Segment Start: Text provided

The city’s real-estate market has been hurt by high interest rates and mainland China’s economic slowdown

Fri, Mar 1, 2024 3 min

Hong Kong has taken a bold step to ease a real-estate slump, scrapping a series of property taxes in an effort to turn around a market that is often seen as a proxy for the city’s beleaguered economy.

The government has removed longstanding property taxes that were imposed on nonpermanent residents, those buying a second home, or people reselling a property within two years after buying, Financial Secretary Paul Chan said in his annual budget speech on Wednesday.

The move is an attempt to revive a property market that is still one of the most expensive in the world, but that has been badly shaken by social unrest, the fallout of the government’s strict approach to containing Covid-19 and the slowdown of China’s economy . Hong Kong’s high interest rates, which track U.S. rates due to its currency peg,  have increased the pressure .

The decision to ease the tax burden could encourage more buying from people in mainland China, who have been a driving force in Hong Kong’s property market for years. Chinese tycoons, squeezed by problems at home, have  in some cases become forced sellers  of Hong Kong real estate—dealing major damage to the luxury segment.

Hong Kong’s super luxury homes  have lost more than a quarter of their value  since the middle of 2022.

The additional taxes were introduced in a series of announcements starting in 2010, when the government was focused on cooling down soaring home prices that had made Hong Kong one of the world’s least affordable property markets. They are all in the form of stamp duty, a tax imposed on property sales.

“The relevant measures are no longer necessary amidst the current economic and market conditions,” Chan said.

The tax cuts will lead to more buying and support prices in the coming months, said Eddie Kwok, senior director of valuation and advisory services at CBRE Hong Kong, a property consultant. But in the longer term, the market will remain sensitive to the level of interest rates and developers may still need to lower their prices to attract demand thanks to a stockpile of new homes, he said.

Segment End: Text provided
Segment Start: Given information

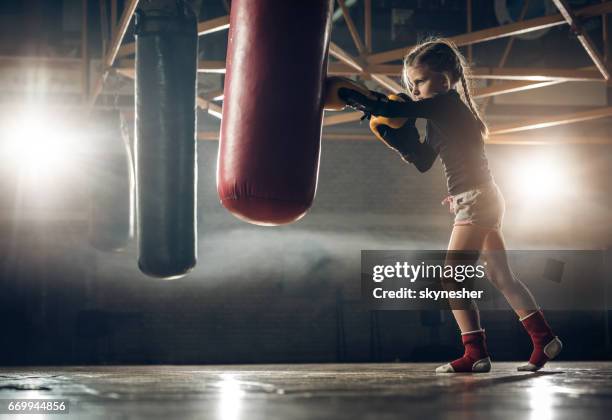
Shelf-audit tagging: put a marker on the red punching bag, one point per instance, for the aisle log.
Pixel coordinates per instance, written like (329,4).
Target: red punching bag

Segment End: Given information

◆ **Assigned task**
Duplicate the passage of the article on Hong Kong's property taxes starting at "The move is" and ending at "the luxury segment.".

◆ **Result of this exercise**
The move is an attempt to revive a property market that is still one of the most expensive in the world, but that has been badly shaken by social unrest, the fallout of the government’s strict approach to containing Covid-19 and the slowdown of China’s economy . Hong Kong’s high interest rates, which track U.S. rates due to its currency peg,  have increased the pressure .

The decision to ease the tax burden could encourage more buying from people in mainland China, who have been a driving force in Hong Kong’s property market for years. Chinese tycoons, squeezed by problems at home, have  in some cases become forced sellers  of Hong Kong real estate—dealing major damage to the luxury segment.